STATED EXERCISE: In the records below, find the line containing "Where can you see the yellow curved"; give it again exactly, along with every line that follows, and nothing else.

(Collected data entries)
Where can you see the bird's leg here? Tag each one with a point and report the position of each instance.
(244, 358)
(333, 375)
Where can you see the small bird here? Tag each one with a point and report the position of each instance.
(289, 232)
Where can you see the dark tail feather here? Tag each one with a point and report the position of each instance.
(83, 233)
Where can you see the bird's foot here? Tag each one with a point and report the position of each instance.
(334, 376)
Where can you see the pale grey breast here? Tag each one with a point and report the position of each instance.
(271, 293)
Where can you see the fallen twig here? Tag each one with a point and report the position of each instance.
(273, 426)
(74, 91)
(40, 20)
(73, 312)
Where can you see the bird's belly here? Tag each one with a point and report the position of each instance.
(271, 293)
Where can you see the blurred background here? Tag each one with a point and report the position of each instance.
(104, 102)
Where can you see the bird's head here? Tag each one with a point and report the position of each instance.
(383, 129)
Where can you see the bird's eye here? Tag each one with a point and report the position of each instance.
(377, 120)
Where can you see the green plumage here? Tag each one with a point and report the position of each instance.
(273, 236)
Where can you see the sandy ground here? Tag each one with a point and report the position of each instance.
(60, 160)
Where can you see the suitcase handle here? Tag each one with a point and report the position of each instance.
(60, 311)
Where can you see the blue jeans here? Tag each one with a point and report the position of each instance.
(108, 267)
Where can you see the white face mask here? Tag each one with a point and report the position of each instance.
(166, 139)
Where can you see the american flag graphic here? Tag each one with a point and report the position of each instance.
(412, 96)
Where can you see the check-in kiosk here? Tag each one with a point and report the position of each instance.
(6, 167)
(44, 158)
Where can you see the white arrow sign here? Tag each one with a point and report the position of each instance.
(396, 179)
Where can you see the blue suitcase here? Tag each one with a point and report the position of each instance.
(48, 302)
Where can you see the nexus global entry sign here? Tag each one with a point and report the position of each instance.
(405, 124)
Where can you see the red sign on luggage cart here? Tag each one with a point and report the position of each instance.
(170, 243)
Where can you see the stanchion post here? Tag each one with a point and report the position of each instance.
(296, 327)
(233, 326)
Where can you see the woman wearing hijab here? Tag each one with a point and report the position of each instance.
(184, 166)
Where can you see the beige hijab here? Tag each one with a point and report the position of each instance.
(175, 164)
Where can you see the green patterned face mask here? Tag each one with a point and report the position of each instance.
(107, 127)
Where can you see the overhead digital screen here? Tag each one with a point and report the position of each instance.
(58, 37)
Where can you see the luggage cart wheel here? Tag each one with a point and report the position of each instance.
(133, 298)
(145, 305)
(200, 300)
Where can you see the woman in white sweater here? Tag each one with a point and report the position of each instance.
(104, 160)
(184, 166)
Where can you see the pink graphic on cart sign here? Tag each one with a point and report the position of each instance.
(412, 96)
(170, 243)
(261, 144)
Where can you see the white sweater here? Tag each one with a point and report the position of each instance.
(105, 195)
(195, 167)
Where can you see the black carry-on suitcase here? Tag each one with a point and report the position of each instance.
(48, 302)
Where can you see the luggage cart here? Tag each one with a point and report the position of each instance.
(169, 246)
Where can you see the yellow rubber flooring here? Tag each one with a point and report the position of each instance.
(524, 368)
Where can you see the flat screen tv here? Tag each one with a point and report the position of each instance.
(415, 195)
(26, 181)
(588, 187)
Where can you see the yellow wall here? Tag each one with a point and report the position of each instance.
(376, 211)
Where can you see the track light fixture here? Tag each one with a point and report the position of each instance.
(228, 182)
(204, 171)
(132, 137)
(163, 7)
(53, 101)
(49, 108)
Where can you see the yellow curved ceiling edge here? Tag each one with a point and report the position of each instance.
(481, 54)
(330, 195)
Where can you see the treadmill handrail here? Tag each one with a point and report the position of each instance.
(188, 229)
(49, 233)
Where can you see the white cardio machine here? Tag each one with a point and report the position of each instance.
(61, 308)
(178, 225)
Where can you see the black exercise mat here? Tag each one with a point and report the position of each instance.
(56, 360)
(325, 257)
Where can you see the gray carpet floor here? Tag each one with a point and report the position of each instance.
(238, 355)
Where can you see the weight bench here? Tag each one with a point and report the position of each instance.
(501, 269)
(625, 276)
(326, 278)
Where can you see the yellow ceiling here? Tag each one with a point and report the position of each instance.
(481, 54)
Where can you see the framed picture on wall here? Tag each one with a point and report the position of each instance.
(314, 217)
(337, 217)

FULL SOLUTION:
Where can you see the yellow curved ceiling edge here? Tag each one with a point and report the position of each instance.
(481, 54)
(330, 195)
Where can you see the treadmill handrail here? Tag each one with a point and report the position of each instance.
(188, 229)
(49, 233)
Where can you see the white cardio machine here? Tag each one with a point and report the position of each instance.
(61, 308)
(178, 225)
Where can you see the black exercise mat here? Tag each one with a point and report the position of each instance.
(56, 360)
(325, 257)
Where can you see the gray carpet floor here? Tag each one with a point and report the position of each instance.
(238, 355)
Where can you see the weight bench here? Tag each one with a point and report the position of each instance.
(501, 269)
(625, 276)
(326, 278)
Where can you see the yellow ceiling here? Tag each one with a point and report the position of each instance.
(481, 54)
Where can you see the framed picture on wall here? Tag each one with a point and report the position of each instance.
(314, 217)
(337, 217)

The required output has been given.